# Start of DATA SECTION

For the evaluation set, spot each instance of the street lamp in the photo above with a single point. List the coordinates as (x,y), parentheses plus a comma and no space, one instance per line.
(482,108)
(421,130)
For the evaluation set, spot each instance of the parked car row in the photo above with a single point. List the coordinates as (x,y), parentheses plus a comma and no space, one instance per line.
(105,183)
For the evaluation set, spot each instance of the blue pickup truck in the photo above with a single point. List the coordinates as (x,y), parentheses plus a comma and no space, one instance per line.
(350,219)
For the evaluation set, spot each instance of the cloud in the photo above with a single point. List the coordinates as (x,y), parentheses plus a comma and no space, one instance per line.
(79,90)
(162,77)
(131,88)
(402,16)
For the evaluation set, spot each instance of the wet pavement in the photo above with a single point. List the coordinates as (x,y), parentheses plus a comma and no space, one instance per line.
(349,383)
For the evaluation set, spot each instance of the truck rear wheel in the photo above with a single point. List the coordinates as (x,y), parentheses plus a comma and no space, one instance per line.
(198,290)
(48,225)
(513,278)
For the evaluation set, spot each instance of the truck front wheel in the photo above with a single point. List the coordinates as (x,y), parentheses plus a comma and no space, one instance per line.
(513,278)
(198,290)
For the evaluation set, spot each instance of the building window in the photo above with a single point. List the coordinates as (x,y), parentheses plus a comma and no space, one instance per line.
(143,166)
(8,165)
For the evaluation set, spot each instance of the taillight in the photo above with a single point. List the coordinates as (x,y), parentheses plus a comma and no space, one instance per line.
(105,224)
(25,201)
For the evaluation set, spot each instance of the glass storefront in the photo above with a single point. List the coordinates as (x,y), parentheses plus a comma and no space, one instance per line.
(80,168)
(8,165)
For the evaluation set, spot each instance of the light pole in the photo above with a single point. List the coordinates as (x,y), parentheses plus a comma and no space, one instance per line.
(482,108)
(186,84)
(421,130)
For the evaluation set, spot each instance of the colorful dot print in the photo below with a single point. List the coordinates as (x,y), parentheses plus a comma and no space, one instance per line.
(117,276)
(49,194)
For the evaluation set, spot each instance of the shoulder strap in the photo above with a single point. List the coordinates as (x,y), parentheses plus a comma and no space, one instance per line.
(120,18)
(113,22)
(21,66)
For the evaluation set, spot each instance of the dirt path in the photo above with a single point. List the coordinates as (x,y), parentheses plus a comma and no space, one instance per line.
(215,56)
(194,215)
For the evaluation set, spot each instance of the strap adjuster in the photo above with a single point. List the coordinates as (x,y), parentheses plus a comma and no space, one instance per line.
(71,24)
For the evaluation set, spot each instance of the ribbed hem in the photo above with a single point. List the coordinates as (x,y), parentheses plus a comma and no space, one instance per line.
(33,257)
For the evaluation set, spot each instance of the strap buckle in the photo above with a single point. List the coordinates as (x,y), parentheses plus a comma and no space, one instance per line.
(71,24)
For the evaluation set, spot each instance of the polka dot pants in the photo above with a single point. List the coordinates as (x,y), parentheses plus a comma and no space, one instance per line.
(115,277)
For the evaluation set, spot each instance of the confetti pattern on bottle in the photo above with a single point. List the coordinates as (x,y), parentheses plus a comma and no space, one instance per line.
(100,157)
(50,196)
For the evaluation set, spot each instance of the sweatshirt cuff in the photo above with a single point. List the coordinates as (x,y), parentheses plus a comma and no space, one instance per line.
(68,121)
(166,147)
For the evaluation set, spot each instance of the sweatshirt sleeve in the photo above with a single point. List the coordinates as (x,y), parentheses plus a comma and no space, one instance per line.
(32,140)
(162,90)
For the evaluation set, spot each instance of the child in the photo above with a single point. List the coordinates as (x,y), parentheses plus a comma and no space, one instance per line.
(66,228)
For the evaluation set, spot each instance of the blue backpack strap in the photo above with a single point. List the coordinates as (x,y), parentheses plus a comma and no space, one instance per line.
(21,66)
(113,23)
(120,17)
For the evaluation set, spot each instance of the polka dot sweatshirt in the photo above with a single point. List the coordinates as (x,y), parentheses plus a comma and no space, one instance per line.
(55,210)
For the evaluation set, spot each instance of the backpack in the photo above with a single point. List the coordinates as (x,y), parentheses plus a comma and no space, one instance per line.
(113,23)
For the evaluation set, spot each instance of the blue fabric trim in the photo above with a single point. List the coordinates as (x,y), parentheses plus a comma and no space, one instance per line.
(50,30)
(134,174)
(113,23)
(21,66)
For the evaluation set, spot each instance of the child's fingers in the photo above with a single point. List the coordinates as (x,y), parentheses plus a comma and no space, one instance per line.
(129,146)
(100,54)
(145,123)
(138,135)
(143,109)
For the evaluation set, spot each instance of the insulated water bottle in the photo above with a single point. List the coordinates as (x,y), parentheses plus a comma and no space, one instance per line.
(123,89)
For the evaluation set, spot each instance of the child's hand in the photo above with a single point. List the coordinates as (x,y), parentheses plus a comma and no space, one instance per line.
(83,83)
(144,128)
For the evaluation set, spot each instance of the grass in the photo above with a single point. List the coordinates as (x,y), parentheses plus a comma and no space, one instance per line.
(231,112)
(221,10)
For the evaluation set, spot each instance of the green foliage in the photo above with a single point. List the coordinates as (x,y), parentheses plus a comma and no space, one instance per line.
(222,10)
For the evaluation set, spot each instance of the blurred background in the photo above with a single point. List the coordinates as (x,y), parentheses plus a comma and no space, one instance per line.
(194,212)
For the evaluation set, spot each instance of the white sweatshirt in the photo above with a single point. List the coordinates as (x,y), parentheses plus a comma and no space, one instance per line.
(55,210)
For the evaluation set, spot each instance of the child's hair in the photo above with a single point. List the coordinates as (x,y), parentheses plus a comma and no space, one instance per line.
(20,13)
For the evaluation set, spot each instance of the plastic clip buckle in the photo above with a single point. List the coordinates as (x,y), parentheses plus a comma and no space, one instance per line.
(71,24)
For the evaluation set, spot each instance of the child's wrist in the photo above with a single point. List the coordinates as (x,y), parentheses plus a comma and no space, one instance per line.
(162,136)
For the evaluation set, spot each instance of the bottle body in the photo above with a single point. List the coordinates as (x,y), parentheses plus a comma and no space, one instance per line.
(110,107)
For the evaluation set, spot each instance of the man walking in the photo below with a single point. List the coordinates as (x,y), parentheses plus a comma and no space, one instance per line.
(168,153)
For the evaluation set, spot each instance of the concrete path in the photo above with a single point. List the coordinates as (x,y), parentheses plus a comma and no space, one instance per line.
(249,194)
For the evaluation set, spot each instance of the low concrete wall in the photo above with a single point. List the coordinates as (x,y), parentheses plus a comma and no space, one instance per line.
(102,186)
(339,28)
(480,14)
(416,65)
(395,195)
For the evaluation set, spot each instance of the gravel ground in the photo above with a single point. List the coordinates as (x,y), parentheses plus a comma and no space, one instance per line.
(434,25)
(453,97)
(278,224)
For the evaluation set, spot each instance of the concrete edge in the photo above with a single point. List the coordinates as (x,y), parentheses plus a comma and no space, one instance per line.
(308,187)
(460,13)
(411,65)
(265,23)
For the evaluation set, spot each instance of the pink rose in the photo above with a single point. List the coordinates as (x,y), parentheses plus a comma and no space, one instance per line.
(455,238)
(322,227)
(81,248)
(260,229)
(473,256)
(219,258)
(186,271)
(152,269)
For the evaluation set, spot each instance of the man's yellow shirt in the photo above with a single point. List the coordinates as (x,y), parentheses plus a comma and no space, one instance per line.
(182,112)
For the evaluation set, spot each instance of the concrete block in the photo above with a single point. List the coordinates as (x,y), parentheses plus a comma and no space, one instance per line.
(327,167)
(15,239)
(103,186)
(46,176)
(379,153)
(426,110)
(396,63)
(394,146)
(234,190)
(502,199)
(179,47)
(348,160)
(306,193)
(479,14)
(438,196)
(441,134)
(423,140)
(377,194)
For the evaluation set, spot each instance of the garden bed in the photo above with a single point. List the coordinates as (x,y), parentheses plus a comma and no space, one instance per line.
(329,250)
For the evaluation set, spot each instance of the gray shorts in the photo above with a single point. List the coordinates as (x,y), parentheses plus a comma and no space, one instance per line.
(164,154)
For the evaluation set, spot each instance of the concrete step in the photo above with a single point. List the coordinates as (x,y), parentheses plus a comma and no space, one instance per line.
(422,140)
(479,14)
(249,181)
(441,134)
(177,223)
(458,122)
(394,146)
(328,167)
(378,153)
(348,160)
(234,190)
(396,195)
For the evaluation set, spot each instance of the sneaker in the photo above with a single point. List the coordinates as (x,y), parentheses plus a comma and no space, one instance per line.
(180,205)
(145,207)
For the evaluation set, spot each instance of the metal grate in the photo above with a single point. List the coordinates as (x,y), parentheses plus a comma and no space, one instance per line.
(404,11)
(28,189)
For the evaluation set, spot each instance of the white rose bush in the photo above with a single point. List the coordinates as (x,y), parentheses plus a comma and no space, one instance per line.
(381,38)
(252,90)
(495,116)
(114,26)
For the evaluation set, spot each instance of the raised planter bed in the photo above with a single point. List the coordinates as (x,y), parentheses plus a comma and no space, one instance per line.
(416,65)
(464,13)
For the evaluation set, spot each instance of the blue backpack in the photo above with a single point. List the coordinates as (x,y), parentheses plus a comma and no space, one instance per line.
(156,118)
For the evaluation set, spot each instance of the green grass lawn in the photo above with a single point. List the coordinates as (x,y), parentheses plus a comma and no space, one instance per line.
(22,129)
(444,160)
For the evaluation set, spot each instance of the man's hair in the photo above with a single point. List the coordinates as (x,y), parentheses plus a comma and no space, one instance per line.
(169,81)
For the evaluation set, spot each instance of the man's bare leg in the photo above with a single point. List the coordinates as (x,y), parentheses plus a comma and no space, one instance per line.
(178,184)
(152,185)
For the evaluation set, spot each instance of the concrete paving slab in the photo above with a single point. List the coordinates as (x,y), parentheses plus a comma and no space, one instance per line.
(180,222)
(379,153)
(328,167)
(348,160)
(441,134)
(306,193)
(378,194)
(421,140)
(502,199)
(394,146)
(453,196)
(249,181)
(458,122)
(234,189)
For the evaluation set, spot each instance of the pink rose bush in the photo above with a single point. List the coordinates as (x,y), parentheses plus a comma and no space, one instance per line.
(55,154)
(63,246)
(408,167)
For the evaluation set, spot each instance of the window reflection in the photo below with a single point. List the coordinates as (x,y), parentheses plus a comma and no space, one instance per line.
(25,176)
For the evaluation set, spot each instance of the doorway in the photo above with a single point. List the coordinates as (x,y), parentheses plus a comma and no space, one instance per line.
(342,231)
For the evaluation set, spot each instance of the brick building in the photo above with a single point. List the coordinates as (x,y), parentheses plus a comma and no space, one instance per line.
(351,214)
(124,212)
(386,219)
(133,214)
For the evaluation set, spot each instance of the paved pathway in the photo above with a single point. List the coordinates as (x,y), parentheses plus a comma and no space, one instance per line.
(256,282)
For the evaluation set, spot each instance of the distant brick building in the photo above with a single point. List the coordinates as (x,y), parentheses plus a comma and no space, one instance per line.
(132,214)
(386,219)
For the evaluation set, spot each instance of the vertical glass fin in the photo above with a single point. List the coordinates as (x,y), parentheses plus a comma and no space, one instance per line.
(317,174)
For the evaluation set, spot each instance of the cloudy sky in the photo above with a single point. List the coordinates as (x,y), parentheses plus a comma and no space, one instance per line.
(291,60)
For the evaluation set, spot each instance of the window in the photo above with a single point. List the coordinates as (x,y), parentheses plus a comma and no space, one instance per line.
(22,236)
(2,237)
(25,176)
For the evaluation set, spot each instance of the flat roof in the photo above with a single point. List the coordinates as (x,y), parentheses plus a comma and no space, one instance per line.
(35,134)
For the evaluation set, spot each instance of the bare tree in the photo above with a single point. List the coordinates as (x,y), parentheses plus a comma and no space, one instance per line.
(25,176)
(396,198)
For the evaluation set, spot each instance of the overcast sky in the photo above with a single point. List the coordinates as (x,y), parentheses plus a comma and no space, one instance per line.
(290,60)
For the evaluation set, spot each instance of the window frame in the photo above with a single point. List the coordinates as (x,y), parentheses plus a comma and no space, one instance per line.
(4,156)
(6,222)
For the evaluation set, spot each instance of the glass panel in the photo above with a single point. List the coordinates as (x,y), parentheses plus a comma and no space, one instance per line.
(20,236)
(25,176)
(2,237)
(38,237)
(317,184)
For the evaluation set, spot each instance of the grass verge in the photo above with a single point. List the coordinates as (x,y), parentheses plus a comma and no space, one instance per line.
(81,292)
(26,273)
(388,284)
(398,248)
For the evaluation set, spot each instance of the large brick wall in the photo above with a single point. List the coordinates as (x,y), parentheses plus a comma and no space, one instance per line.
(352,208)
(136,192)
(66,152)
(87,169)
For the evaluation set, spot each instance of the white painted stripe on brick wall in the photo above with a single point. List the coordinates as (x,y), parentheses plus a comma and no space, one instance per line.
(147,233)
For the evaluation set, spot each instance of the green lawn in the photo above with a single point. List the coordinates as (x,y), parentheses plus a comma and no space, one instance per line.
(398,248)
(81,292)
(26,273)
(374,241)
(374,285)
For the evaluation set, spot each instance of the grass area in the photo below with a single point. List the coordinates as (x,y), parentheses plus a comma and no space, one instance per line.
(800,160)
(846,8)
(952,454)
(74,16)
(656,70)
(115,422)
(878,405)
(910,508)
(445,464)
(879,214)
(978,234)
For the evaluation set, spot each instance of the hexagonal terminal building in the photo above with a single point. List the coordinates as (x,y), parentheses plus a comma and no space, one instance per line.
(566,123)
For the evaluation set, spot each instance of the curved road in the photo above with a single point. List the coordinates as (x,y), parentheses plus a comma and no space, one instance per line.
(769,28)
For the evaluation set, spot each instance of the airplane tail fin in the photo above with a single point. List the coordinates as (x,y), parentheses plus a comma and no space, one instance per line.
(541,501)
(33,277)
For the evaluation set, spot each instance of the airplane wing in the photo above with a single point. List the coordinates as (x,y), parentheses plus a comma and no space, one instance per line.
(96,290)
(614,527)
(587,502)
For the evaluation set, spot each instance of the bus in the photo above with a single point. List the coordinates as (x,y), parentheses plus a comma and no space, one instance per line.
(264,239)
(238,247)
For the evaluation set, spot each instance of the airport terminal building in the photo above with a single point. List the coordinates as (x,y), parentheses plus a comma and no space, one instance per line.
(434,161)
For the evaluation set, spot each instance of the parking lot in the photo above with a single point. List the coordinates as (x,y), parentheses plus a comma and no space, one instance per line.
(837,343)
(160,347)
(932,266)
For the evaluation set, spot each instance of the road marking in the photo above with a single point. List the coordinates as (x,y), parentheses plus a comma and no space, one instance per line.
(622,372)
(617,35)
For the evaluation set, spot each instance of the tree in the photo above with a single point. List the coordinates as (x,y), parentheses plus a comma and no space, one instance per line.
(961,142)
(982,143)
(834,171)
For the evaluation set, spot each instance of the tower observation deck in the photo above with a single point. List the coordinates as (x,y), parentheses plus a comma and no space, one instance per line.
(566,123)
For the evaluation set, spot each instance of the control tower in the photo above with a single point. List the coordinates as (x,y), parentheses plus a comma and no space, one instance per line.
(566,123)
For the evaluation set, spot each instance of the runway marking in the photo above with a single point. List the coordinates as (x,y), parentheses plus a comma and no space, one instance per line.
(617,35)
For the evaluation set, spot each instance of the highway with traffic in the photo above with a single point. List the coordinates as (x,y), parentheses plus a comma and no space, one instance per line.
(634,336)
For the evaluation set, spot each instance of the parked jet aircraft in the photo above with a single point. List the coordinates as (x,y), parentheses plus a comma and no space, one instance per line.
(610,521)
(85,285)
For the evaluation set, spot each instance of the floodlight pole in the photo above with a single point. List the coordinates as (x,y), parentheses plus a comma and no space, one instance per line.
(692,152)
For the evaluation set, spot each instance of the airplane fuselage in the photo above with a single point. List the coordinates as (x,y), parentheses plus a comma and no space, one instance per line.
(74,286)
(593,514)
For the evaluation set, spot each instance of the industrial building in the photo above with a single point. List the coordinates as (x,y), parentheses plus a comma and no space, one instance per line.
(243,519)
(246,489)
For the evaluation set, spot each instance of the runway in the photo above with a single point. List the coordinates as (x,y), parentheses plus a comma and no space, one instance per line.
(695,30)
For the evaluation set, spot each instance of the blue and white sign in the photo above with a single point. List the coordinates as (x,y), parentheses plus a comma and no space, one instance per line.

# End of DATA SECTION

WHAT IS BEING ASKED: Retype only the lines running from the line with "For the evaluation set, spot each instance of the industrial" to the end of the listing, including both of those lines.

RESULT FOR THIS EXERCISE:
For the evaluation set, spot each instance of the industrial building in the photo above with a single point. List the coordinates as (x,y), parentheses plus a comma and no space, one instance per line.
(243,519)
(246,489)
For the evaluation set, spot each instance of the runway in the photo above with a single point. List the coordinates as (x,y), parentheses plus a comma and no space, one instance per line.
(695,30)
For the evaluation set, spot each instance of the blue and white sign in the photo above with a single point. List the coordinates as (x,y), parentheses plus a comma and no space, one instance per line.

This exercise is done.